• **Obiettivo 1**
Copia dal brano sui vincoli edilizi il tratto che va da "In tal caso" fino a "col nuovo vincolo.".

Ne parlo in questo video pubblicato sul canale YouTube (iscrizione consigliata):

In tal caso si sommano i due distinti regimi di trasformabilità edilizia: alle normali limitazioni tipicamente imposte sugli edifici in centro storico, si vanno ad aggiungere quelle imposte col nuovo vincolo.

Compiere una trasformazione o ristrutturazione edilizia significa affrontare due disgiunte procedure vincolanti.

Se la proposta di intervento edilizio non soddisfa entrambe le procedure, l’intervento non è fattibile.

La sopravvenienza di un vincolo, oltre a limitare gli interventi prossimi e futuri, può arrivare ad essere un pericolo “sgambetto” nelle procedure ordinarie di sanatoria edilizia (sempre fattibili), e soprattutto a quelle di condono edilizio non ancora concluse.

Infatti, per espressa previsione della L. 47/85, per prassi e giurisprudenza, la sopravvenienza di un vincolo col condono aperto implica l’obbligo di ottenere un parere favorevole dall’ente competente alla tutela del vincolo, senza il quale il condono non solo non può concludersi, ma può esaurirsi col diniego alla stessa domanda.

• **Obiettivo 2**
Restituisci ogni riga dell'elenco seguente in cui compare la parola "white".

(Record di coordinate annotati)
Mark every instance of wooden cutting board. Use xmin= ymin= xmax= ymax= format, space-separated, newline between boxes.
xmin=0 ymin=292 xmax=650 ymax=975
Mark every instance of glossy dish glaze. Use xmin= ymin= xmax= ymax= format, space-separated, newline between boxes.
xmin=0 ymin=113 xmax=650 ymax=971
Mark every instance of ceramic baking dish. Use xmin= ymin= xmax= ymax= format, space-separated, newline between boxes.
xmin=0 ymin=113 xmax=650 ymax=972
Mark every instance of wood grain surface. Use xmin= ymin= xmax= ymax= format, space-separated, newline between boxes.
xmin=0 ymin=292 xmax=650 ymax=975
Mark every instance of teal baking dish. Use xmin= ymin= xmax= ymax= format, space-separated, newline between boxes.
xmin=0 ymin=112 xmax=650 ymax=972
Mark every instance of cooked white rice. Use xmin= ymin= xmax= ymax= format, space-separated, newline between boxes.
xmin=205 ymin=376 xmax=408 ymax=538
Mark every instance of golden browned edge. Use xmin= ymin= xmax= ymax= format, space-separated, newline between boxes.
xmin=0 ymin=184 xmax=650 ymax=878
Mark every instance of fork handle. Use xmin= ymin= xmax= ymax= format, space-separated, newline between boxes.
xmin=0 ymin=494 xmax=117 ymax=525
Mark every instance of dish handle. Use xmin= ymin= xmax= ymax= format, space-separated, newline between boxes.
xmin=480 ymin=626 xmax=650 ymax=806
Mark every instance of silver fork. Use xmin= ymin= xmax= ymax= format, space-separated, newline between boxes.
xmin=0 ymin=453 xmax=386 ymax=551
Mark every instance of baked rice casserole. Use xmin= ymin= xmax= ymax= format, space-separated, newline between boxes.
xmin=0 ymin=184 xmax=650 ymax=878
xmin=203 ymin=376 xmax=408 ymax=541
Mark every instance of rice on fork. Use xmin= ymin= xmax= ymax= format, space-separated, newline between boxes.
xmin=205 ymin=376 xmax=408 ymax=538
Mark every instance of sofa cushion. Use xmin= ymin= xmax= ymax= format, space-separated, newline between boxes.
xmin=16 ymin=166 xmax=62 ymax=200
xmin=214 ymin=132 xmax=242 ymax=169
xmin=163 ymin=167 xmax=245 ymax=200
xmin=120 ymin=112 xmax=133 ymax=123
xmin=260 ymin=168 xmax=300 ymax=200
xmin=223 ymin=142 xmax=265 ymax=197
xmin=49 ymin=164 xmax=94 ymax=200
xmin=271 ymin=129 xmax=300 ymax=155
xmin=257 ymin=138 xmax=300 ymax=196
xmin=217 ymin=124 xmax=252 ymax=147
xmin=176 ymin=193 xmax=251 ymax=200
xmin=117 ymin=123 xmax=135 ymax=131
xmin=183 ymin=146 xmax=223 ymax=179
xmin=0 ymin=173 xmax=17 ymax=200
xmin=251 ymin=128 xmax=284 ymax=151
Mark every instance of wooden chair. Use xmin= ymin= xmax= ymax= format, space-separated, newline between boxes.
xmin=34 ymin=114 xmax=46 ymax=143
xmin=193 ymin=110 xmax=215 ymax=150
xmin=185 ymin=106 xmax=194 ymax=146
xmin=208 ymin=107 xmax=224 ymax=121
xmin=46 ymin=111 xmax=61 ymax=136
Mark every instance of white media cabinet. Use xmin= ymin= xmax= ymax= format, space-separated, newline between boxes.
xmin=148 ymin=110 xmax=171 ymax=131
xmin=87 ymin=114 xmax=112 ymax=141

• **Soluzione 1**
In tal caso si sommano i due distinti regimi di trasformabilità edilizia: alle normali limitazioni tipicamente imposte sugli edifici in centro storico, si vanno ad aggiungere quelle imposte col nuovo vincolo.

• **Soluzione 2**
Mark every instance of cooked white rice. Use xmin= ymin= xmax= ymax= format, space-separated, newline between boxes.
Mark every instance of white media cabinet. Use xmin= ymin= xmax= ymax= format, space-separated, newline between boxes.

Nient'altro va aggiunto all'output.